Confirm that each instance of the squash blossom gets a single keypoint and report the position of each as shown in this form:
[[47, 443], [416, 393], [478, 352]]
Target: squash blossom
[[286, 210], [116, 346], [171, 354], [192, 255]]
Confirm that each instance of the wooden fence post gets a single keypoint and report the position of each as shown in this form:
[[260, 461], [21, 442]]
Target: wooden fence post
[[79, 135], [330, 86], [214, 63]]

==

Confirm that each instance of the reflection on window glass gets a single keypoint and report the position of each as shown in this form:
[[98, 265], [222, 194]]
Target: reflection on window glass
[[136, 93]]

| WORK TO BE COMPLETED |
Put the data lines into a JSON list of strings, one string per line, leaving out blank lines. Begin with the line containing "Confirm that each instance of the reflection" and continue through the line containing "[[136, 93]]", including both.

| ANSWER TO THIS TASK |
[
  "Confirm that each instance of the reflection on window glass gets a single keypoint and report the position of each as shown in this form:",
  "[[98, 265], [222, 194]]",
  "Target: reflection on window glass",
  "[[136, 93]]"
]